- What this exercise asks -
1. Duplicate the passage of the Led Zeppelin blog post starting at "The topic of" and ending at "on 3 albums.".
2. List every person the Led Zeppelin blog post names as standing in the middle of Spring Street.

- Supplied text -
************
Sunday, July 25, 2010

I Saw Led Zeppelin Twice. They Sucked Once. (Songs 'n' The Hoods Part 4)

When you're barely a teenager, few decisions are your own, money is scarce, and if you wanted something or yearned to go somewhere, it usually involved some planning and scheming, and occasionally some begging and whining. I guess things haven't changed much now that I am in my 50's.

Led Zeppelin's New York visit in February of 1975 was the buzz of the block. No one my age gave a rat's ass about this band, so I shared the excitement with my uncle's friends, who were all ten years older. I remember this evening vividly.

I walked from Broome Street to Spring Street just as it started to get dark. It was a nightly routine to get the evening paper for my grandfather and the best vanilla ice cream for myself at Sam & Al's, the all-purpose hole in the wall, where everything from egg creams, spaldeens and school supplies could be found somewhere behind a 10 foot long counter. As I made my way up the block, it was hard to avoid Carl, Vinny, Louie, Frank and Robert, who were for some inexplicable reason, not on the sidewalk, but in the middle of Spring Street, arms flapping about, screaming about something. Of course, I made a bee line.

"What's up?"

3/5 of that group were always happy to talk music with this anomaly, but of course, this was "the neighborhood," so the initial greeting was out of Robert. "Nobody's fucking talking to you, dwarf." Carl defended me with a casual and upbeat "Come on, stop it Robert."

The topic of this little Mensa meeting was how many total Zeppelin tickets were purchased and how they would be divvied up. I had no money, as I would spend my weekly $10.00 allowance, seconds after getting it, on 3 albums.

(J&R Music World had new releases at $3.69 and a budget bin at $1.69, making 3 LPs $9.97 with tax. I'd get paid on a Friday afternoon and take off like the Road Runner to Park Row before they closed at 6:30. Anyone in my wake, could eat my dust!)
************
[Saved entries]
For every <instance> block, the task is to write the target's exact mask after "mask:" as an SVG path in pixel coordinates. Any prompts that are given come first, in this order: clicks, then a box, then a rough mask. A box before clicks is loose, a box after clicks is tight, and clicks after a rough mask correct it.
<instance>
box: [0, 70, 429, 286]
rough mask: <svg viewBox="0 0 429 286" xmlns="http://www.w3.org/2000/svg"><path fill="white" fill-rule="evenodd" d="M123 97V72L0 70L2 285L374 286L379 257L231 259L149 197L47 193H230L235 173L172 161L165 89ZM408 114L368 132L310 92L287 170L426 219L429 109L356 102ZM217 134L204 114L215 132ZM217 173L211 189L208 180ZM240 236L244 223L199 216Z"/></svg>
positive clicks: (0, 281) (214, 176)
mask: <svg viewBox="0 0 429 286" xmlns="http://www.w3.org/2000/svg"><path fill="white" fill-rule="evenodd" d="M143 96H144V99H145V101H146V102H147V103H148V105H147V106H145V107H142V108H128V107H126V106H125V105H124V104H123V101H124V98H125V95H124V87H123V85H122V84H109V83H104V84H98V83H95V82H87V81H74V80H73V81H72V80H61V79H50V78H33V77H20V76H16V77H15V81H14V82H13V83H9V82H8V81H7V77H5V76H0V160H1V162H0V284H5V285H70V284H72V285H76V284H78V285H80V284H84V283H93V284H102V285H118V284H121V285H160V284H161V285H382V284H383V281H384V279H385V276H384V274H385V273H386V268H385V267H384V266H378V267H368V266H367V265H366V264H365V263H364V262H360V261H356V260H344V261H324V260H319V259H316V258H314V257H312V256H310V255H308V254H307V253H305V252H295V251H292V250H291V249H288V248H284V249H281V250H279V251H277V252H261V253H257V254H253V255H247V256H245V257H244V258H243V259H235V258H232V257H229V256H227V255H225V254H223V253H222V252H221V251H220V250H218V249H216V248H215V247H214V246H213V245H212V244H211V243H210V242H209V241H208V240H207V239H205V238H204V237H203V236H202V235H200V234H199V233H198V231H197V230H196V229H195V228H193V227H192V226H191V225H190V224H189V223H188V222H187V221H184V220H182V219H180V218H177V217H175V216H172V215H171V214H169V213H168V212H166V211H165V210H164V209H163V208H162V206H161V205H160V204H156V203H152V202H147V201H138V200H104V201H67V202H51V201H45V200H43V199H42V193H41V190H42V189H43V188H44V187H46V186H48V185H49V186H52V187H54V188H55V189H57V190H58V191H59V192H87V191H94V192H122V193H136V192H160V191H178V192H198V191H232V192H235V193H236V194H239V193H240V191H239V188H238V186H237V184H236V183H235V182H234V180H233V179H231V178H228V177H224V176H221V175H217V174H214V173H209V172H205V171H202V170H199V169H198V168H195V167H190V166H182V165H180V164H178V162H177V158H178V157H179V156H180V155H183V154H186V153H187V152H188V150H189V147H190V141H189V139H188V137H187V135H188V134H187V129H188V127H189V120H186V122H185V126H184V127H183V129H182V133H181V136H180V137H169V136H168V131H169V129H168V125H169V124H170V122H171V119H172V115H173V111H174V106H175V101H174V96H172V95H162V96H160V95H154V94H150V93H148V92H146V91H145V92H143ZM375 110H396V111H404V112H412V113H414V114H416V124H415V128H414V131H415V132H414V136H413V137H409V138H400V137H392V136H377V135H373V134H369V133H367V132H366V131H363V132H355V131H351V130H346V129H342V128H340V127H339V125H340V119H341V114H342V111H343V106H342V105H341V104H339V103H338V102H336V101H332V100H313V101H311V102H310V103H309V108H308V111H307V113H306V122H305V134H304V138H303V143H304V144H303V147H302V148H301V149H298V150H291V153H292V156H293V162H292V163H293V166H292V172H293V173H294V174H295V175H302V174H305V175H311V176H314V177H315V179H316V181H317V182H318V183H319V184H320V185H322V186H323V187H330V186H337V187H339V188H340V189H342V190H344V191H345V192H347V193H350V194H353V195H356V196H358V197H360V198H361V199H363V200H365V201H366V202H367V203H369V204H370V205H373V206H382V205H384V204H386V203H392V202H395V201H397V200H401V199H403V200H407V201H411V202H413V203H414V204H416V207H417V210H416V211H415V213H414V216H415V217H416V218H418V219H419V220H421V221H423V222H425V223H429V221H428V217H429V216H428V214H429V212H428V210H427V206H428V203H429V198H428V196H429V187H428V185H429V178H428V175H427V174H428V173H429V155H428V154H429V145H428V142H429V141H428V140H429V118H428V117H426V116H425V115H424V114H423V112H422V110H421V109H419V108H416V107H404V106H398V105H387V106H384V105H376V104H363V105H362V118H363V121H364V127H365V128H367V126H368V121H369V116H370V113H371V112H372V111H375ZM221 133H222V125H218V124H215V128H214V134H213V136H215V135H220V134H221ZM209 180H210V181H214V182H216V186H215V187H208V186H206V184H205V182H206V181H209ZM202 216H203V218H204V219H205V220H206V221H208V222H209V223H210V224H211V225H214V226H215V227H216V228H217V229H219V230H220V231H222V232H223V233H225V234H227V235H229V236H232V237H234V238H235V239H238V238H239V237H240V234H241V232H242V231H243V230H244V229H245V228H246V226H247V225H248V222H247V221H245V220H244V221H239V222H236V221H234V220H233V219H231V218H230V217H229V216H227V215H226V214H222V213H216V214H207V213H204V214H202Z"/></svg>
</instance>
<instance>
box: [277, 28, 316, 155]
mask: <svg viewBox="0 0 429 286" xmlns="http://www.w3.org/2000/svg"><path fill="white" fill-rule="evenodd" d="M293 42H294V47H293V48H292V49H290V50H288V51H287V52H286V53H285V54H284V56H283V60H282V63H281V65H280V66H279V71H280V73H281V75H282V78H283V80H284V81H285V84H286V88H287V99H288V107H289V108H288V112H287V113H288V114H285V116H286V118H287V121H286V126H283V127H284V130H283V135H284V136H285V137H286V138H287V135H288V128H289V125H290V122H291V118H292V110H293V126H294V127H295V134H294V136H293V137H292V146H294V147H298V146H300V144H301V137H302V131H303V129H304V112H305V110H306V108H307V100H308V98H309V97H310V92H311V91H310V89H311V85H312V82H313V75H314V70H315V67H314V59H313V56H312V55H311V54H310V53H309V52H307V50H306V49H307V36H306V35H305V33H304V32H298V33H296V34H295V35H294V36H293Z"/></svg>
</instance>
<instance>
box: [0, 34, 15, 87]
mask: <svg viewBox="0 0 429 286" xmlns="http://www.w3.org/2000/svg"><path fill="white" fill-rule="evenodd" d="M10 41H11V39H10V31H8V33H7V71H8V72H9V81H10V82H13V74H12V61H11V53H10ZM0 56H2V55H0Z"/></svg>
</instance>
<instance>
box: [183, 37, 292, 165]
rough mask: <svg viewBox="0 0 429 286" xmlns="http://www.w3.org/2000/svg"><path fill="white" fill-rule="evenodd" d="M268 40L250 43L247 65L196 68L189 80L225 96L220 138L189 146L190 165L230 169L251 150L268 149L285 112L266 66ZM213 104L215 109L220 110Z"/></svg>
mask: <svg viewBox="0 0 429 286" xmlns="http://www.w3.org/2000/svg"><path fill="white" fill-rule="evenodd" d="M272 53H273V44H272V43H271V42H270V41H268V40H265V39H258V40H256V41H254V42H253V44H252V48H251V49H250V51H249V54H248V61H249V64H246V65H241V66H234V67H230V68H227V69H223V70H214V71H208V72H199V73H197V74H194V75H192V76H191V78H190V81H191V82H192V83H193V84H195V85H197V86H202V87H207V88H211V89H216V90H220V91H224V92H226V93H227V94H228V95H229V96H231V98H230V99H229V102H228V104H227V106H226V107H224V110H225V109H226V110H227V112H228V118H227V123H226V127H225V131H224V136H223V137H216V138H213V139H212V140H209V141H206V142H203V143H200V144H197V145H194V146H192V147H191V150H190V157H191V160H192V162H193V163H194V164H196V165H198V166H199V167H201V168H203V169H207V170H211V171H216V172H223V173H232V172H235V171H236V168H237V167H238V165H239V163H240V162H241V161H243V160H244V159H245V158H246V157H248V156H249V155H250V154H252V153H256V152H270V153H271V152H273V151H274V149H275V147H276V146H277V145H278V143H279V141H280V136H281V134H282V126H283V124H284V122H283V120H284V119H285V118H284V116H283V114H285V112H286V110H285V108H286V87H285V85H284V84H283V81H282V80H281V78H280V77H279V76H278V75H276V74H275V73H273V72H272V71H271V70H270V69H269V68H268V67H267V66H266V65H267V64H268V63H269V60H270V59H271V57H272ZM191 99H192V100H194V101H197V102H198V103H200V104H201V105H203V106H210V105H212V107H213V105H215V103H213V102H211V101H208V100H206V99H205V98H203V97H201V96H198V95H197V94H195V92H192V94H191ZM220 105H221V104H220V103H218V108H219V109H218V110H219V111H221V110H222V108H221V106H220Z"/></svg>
************
- Response list -
1.
The topic of this little Mensa meeting was how many total Zeppelin tickets were purchased and how they would be divvied up. I had no money, as I would spend my weekly $10.00 allowance, seconds after getting it, on 3 albums.

2. Carl, Vinny, Louie, Frank, Robert